## What to produce
Copy out every line of the data exactly.

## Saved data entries
....
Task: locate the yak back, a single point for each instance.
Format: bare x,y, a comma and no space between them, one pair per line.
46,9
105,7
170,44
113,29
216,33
....
## Completed exercise
Task: locate the yak back, a single point for each instance.
Format: bare x,y, a comma and no space between them, one pair per line.
46,9
105,7
170,44
113,29
216,33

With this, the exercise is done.